-- Document passage start --
- Interactive map of Kabetogama State Forest

Geography
- Location: Koochiching and Saint Louis counties, Minnesota, United States
- Coordinates: 48°26′13″N 93°02′22″W﻿ / ﻿48.4368619°N 93.0393181°W
- Elevation: 1,312 feet (400 m)
- Area: 619,287 acres (250,617 ha)

Administration
- Established: 1933
- Authority: United States Forest Service/Minnesota Department of Natural Resources
- Website: www.dnr.state.mn.us/state_forests/sft00027/index.html

Ecology
- WWF Classification: Western Great Lakes Forests
- EPA Classification: Northern Lakes and Forests

= Kabetogama State Forest =

State Forest in Koochiching and St. Louis counties, Minnesota

The Kabetogama State Forest is a state forest located in Koochiching and Saint Louis counties, Minnesota, United States. The forest borders the Superior National Forest and the Boundary Waters Canoe Area Wilderness to the east, the Sturgeon River State Forest to the south, the Nett Lake Indian Reservation to the west, and Voyageurs National Park to the north. The forest is managed by the Minnesota Department of Natural Resources.
-- Document passage end --
> _Stated exercise 1_:
Restate word for word everything in the Kabetogama State Forest text from "Administration" down to "of Natural Resources.".
The Kabetogama State Forest text has no connection to the records that come after it.
-- Extracted information start --
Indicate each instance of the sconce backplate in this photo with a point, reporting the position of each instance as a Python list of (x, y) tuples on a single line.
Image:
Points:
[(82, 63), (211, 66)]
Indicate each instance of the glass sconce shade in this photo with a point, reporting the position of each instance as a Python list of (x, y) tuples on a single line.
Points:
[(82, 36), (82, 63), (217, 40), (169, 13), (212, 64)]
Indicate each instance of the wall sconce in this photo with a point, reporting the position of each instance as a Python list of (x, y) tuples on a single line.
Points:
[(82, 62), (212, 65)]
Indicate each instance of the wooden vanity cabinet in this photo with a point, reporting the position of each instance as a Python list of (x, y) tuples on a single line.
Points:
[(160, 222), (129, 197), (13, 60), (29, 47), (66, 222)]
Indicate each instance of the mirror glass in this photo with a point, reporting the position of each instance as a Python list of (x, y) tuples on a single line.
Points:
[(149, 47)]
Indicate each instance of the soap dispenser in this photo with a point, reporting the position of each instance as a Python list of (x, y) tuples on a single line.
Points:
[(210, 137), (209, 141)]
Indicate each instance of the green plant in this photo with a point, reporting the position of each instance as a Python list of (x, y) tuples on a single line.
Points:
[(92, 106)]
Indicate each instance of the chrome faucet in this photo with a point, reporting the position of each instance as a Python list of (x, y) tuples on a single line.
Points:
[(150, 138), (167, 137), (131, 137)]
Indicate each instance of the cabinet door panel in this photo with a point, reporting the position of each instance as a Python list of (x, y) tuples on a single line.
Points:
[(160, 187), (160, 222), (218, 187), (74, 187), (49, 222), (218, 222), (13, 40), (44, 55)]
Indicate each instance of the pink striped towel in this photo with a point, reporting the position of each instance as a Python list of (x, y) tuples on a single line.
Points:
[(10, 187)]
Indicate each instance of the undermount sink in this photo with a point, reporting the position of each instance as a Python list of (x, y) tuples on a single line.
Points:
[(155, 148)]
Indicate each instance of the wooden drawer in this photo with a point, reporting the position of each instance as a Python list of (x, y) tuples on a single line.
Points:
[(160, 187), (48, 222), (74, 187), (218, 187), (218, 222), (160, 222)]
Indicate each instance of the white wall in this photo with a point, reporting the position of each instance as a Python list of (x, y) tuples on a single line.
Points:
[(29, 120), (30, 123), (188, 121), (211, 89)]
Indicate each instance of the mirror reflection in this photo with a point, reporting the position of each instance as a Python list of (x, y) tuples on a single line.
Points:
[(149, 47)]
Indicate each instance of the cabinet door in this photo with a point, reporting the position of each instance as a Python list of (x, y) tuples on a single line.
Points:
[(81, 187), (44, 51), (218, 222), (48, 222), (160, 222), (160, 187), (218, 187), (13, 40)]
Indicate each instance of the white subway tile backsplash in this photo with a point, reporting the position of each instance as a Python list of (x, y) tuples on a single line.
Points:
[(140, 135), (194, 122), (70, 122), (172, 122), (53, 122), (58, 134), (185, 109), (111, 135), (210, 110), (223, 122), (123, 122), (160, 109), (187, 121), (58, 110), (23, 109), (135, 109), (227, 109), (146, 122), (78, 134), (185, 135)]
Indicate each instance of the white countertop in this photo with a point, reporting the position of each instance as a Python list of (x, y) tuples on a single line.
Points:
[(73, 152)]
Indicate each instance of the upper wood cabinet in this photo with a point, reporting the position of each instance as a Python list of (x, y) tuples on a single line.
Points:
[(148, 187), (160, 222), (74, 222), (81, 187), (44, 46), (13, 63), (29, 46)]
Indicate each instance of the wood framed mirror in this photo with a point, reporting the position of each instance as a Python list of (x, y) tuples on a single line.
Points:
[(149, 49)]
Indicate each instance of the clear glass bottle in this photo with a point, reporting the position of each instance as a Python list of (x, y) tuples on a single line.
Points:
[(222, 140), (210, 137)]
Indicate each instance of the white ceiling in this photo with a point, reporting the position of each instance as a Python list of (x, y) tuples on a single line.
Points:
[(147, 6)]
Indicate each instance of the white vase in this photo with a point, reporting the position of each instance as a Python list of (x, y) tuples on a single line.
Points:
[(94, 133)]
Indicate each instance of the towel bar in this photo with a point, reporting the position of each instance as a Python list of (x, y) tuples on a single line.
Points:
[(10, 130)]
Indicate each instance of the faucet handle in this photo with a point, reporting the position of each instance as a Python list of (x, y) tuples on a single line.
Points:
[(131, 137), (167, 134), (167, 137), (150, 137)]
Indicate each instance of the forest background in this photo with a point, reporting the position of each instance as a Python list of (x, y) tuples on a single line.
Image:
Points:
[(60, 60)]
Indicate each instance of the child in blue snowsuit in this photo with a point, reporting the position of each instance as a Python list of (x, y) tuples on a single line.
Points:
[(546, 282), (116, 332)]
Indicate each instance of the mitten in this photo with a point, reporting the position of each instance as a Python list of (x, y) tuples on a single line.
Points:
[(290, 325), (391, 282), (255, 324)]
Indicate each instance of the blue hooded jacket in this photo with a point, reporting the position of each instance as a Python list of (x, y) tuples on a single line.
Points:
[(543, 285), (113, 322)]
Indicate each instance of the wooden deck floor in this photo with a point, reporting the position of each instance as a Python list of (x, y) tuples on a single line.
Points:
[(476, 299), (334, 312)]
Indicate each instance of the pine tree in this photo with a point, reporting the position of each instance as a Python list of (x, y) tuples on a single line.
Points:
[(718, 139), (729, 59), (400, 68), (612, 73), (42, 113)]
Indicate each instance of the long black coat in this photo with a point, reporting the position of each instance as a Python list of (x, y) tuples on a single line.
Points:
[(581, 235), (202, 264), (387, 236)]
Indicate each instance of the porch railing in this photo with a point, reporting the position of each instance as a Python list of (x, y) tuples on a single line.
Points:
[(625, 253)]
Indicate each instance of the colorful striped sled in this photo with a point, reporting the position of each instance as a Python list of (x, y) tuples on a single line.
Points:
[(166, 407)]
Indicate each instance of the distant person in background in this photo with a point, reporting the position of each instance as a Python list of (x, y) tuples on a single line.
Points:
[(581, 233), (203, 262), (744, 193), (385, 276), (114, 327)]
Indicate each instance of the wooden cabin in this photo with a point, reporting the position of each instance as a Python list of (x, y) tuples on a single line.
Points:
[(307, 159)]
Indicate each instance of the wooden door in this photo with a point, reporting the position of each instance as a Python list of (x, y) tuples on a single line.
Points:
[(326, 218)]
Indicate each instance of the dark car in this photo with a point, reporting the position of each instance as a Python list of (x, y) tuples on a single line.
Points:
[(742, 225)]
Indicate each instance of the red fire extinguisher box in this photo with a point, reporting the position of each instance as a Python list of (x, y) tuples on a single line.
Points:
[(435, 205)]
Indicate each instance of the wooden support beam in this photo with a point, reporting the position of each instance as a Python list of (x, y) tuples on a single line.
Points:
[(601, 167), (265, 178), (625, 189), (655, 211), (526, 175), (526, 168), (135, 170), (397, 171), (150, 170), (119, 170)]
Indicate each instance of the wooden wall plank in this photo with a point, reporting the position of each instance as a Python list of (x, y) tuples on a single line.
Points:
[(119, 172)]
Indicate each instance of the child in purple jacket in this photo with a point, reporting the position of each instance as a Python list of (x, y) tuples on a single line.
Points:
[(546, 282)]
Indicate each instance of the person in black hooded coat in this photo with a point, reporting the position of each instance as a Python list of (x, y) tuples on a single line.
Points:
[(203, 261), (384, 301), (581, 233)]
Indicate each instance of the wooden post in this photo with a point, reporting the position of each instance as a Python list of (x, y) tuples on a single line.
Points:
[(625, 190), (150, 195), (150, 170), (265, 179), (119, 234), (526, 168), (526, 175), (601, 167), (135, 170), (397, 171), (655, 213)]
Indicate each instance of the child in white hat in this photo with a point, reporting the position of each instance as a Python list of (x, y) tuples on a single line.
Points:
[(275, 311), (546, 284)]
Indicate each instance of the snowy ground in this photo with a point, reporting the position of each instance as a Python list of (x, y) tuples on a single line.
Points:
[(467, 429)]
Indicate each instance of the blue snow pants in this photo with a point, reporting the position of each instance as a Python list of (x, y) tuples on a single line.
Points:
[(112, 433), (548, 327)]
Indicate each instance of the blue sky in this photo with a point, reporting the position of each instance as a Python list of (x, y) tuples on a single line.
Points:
-- Extracted information end --
> _Stated exercise 2_:
Quote everything in the records from the line containing "Indicate each instance of the child in blue" down to the line containing "[(476, 299), (334, 312)]", including both of those lines.

> _Full answer 1_:
Administration
- Established: 1933
- Authority: United States Forest Service/Minnesota Department of Natural Resources
- Website: www.dnr.state.mn.us/state_forests/sft00027/index.html

Ecology
- WWF Classification: Western Great Lakes Forests
- EPA Classification: Northern Lakes and Forests

= Kabetogama State Forest =

State Forest in Koochiching and St. Louis counties, Minnesota

The Kabetogama State Forest is a state forest located in Koochiching and Saint Louis counties, Minnesota, United States. The forest borders the Superior National Forest and the Boundary Waters Canoe Area Wilderness to the east, the Sturgeon River State Forest to the south, the Nett Lake Indian Reservation to the west, and Voyageurs National Park to the north. The forest is managed by the Minnesota Department of Natural Resources.

> _Full answer 2_:
Indicate each instance of the child in blue snowsuit in this photo with a point, reporting the position of each instance as a Python list of (x, y) tuples on a single line.
Points:
[(546, 282), (116, 332)]
Indicate each instance of the mitten in this photo with a point, reporting the position of each instance as a Python list of (x, y) tuples on a single line.
Points:
[(290, 325), (391, 282), (255, 324)]
Indicate each instance of the blue hooded jacket in this photo with a point, reporting the position of each instance as a Python list of (x, y) tuples on a single line.
Points:
[(543, 285), (113, 322)]
Indicate each instance of the wooden deck floor in this photo with a point, reporting the position of each instance as a Python list of (x, y) tuples on a single line.
Points:
[(476, 299), (334, 312)]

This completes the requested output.